REQUIREMENT
Select and copy out every line in the records containing "below".

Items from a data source
..........
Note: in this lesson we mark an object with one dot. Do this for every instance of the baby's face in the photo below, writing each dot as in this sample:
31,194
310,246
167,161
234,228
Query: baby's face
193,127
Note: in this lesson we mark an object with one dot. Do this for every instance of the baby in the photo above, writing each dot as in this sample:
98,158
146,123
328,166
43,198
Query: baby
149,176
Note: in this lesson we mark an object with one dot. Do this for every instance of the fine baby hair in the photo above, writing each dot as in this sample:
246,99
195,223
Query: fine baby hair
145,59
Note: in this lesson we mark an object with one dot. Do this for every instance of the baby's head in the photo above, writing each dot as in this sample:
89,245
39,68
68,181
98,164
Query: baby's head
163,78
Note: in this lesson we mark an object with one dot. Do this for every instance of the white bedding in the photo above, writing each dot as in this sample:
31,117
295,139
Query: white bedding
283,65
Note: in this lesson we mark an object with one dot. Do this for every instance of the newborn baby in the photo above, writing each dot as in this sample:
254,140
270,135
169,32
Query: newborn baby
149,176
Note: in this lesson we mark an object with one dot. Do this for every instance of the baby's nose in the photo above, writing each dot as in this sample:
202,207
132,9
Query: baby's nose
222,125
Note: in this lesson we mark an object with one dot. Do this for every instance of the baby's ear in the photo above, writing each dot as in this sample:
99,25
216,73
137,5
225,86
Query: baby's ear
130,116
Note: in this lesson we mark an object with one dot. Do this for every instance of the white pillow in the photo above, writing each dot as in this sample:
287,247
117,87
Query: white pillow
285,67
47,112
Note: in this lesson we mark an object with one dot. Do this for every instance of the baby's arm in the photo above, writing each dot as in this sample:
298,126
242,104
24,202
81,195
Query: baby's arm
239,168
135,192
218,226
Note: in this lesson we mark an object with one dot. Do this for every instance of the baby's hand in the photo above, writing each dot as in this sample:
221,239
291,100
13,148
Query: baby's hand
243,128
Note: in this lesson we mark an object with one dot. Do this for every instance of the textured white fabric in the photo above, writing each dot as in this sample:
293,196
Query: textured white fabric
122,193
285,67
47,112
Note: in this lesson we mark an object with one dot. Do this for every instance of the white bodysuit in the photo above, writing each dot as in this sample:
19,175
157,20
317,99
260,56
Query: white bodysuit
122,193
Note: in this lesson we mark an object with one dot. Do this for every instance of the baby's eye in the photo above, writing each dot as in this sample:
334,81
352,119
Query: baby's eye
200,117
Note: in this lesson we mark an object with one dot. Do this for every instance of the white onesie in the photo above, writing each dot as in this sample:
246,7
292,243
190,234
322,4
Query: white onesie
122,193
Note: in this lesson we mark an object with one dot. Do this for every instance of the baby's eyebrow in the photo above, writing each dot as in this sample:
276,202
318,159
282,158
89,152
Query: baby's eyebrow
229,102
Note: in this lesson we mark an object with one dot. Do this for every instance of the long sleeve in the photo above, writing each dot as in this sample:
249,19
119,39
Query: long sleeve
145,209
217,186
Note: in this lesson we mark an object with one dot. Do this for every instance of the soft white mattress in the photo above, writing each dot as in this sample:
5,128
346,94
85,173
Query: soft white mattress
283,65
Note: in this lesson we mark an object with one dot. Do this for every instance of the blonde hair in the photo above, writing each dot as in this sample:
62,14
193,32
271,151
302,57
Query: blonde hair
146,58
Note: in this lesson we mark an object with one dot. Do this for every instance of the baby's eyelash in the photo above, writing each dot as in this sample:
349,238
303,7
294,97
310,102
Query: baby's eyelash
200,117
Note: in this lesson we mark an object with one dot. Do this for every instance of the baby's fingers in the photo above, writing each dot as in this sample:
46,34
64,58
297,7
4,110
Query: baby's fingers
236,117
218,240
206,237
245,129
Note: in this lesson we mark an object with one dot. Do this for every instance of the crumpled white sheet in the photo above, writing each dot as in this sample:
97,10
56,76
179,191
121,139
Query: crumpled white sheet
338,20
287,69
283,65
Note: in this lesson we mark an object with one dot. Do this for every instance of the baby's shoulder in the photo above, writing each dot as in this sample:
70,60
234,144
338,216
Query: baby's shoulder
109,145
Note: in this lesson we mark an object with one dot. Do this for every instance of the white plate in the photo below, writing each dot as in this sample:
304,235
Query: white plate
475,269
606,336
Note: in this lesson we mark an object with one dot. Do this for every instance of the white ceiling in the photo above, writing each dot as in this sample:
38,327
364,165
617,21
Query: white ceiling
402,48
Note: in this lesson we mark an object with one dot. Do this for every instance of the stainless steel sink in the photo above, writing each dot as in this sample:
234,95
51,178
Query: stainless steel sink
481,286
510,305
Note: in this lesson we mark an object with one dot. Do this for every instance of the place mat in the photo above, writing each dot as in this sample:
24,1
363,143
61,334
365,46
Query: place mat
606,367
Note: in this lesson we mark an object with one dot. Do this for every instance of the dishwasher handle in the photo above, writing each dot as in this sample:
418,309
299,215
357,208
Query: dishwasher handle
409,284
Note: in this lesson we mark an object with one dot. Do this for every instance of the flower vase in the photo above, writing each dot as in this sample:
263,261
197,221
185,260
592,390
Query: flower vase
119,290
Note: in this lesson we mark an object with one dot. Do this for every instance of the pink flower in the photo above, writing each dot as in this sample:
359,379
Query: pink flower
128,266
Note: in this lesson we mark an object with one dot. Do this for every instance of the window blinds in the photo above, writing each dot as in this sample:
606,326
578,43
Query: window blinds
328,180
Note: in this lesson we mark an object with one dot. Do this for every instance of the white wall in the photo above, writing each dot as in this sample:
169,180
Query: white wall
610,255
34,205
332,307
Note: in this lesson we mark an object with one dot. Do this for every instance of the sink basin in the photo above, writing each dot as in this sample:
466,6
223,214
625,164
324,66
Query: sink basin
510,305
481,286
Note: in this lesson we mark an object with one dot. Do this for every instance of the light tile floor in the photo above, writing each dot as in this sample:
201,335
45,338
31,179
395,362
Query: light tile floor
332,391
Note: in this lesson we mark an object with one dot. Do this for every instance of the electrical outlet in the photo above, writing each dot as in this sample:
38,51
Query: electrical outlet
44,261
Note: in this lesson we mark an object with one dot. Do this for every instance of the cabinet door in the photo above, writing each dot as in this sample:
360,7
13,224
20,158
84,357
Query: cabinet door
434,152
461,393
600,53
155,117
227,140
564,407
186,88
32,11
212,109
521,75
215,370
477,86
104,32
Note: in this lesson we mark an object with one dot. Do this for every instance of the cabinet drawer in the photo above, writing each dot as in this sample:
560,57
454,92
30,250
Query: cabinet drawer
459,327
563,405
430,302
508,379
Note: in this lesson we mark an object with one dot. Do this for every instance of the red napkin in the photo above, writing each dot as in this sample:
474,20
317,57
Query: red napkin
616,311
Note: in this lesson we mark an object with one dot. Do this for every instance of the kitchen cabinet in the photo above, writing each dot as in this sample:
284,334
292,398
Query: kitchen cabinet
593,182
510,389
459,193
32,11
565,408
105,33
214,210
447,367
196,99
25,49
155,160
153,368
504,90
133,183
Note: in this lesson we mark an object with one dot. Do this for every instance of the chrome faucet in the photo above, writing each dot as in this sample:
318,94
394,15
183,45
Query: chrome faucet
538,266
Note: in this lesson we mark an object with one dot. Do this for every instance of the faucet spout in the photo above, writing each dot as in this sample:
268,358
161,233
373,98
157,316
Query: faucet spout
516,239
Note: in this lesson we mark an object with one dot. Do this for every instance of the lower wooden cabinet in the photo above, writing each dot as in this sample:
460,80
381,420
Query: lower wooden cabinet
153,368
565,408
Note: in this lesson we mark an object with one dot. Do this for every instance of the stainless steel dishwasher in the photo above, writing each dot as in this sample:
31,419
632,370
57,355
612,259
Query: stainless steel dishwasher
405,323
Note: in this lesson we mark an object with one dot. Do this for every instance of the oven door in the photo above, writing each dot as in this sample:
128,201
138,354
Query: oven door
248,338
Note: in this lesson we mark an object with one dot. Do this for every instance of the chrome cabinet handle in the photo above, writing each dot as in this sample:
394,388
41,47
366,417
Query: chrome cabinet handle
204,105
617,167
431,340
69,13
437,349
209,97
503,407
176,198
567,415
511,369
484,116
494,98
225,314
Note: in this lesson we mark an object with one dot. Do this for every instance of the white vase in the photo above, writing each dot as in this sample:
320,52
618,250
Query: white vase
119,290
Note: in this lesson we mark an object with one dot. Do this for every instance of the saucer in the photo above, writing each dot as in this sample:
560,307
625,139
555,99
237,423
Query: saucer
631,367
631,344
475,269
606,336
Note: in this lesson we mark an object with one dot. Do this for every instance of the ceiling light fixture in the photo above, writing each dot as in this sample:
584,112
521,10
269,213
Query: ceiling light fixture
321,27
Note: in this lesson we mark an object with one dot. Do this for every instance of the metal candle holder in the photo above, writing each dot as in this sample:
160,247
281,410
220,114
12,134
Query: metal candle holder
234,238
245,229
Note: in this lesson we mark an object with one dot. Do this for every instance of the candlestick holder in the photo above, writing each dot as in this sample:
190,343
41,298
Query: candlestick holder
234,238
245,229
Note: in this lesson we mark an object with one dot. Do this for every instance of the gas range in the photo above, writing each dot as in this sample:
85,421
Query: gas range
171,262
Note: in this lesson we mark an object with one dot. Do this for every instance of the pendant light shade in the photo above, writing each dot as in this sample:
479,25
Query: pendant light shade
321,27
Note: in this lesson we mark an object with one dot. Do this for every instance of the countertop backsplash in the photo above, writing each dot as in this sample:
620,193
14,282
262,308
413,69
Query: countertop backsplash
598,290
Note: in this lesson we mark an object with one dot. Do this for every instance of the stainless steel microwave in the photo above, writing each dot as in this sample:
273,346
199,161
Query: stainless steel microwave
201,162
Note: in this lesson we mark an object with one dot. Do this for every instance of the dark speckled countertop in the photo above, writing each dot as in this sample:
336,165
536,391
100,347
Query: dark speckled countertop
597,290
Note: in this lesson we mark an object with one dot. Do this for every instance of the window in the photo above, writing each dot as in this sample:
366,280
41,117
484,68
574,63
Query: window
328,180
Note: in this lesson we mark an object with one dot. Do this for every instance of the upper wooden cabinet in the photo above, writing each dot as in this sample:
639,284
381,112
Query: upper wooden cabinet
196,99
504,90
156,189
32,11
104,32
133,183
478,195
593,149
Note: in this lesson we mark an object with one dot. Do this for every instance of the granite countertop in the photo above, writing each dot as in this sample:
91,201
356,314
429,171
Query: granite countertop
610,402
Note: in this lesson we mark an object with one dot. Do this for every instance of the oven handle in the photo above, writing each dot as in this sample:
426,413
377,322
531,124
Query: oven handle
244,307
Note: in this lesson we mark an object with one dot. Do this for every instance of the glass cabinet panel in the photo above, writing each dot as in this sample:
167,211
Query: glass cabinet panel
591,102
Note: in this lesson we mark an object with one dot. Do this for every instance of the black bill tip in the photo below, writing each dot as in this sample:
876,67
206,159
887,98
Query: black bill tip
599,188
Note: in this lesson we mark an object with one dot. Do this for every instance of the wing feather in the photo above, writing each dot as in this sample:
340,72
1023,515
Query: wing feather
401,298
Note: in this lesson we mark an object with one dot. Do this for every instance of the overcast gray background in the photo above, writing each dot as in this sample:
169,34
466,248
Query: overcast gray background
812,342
..........
EXERCISE RESULT
Note: in this lesson we mark an object with one dot. Do this for every instance of the baby's face in the photo below, writing each dot as in this sample:
Note: in this lesson we mark an object with one dot. Do this for every instance of the white plate in the photo below, writing each dot as in this sample:
Note: in this lesson we mark an object with one dot. Do this for every instance of the black bill tip in the photo below, writing each dot as in this sample:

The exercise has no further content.